## [Task]
Rewrite the records from the line containing "One marker serves each instance of the walking" through the end of the records, replacing "dark trousers" with "dark pants" and keeping everything else the same.

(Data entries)
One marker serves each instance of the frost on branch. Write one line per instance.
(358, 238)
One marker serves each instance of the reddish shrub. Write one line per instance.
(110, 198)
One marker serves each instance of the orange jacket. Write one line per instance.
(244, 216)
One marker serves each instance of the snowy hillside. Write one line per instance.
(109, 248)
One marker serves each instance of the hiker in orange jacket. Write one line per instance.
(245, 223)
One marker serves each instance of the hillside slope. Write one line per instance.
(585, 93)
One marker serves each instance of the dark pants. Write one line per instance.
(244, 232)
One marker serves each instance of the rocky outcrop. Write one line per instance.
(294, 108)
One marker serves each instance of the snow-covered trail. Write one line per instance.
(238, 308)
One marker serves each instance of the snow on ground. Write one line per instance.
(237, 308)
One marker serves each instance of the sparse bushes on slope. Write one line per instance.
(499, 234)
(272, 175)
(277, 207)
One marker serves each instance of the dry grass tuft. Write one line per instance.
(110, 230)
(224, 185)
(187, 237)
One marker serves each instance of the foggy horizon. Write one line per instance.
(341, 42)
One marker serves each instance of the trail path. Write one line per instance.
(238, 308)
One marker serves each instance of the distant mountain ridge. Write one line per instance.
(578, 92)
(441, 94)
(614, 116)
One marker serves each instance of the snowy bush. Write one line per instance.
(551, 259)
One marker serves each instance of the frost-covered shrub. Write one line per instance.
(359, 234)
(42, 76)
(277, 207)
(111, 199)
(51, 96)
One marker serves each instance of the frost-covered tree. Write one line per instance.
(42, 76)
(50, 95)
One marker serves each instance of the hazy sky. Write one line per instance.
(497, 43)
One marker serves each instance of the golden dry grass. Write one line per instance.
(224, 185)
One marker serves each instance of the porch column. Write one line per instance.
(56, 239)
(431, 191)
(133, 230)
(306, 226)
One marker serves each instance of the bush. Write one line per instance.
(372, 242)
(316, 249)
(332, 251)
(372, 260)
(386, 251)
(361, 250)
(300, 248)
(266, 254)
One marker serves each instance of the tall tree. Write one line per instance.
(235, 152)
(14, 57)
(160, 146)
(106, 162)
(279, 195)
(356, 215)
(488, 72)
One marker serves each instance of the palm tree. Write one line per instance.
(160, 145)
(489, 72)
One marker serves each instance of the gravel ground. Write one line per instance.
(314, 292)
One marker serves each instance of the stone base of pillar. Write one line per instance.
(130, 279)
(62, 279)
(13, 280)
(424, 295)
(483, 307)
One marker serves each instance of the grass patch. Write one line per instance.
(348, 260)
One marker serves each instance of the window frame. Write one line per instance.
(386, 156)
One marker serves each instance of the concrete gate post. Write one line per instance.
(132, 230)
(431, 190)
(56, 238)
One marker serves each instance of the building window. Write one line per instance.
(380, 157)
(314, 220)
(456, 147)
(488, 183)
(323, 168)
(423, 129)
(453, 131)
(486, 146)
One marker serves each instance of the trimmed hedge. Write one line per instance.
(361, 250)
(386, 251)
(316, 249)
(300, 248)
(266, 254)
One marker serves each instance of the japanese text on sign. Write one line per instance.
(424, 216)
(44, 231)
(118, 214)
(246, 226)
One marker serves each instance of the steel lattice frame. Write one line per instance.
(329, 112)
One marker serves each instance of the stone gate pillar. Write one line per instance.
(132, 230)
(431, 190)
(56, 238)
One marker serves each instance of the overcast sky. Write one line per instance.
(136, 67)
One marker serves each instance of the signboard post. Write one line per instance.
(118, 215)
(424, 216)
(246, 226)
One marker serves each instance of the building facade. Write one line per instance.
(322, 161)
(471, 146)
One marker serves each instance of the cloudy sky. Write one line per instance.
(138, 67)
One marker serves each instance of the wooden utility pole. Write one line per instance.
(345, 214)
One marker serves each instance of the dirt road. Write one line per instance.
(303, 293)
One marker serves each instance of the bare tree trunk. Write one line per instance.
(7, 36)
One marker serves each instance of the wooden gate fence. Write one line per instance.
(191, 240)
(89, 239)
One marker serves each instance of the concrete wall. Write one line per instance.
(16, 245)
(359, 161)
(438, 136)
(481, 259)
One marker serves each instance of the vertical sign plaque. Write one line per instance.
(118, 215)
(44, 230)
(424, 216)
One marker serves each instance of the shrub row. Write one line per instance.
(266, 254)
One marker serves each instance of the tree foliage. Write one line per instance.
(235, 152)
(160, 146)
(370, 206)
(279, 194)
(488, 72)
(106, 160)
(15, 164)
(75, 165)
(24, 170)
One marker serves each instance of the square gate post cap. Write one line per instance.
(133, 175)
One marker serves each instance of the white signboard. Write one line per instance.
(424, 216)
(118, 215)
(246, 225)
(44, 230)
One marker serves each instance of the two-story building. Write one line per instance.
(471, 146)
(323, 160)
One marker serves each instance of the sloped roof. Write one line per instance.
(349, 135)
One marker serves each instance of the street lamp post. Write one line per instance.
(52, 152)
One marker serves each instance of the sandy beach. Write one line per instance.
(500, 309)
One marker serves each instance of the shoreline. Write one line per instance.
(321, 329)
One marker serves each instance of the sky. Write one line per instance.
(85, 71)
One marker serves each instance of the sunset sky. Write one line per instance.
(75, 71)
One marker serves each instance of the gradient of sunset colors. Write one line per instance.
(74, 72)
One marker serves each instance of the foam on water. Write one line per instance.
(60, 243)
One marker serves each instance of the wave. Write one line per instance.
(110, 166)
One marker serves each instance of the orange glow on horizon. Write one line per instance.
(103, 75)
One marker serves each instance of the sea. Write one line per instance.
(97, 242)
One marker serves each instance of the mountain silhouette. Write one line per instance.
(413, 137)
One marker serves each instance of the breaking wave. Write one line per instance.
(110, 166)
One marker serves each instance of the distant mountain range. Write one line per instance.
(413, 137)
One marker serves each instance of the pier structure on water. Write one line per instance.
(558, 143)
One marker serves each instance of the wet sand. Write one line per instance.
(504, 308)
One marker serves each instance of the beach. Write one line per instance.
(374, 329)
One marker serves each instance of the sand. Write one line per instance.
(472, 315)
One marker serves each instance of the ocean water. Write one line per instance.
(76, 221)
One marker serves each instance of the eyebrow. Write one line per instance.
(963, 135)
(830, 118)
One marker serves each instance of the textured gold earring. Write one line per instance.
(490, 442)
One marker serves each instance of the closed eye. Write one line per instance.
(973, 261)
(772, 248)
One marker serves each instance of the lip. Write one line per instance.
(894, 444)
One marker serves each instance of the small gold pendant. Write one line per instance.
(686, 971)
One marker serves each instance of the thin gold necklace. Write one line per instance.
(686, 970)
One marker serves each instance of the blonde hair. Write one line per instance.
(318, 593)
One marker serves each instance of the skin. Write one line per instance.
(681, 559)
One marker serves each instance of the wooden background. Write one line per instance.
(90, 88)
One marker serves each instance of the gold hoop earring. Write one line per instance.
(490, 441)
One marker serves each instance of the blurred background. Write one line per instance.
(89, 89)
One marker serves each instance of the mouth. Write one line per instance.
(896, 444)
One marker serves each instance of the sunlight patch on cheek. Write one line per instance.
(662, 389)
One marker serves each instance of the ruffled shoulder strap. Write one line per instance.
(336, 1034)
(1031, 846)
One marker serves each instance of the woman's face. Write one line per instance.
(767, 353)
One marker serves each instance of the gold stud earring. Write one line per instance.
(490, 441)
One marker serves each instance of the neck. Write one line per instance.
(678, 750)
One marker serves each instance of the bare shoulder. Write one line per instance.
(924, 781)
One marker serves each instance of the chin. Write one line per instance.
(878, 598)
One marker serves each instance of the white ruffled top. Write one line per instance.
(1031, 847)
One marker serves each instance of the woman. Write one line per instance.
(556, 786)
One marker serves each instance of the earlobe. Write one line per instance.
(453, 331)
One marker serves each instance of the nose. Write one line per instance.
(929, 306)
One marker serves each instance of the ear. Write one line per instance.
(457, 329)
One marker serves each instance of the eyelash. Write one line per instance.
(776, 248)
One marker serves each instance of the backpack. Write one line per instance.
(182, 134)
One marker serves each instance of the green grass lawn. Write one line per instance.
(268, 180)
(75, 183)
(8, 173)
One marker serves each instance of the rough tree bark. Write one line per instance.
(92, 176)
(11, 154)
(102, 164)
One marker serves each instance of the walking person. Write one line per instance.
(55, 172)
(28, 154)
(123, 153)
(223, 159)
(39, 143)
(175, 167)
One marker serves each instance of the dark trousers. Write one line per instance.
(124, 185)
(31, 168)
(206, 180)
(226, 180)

## [Solution for this exercise]
One marker serves each instance of the walking person. Write one line per instance.
(55, 172)
(28, 154)
(123, 153)
(223, 159)
(39, 143)
(175, 167)
One marker serves each instance of the dark pants. Write one line per instance.
(124, 185)
(31, 168)
(206, 180)
(226, 180)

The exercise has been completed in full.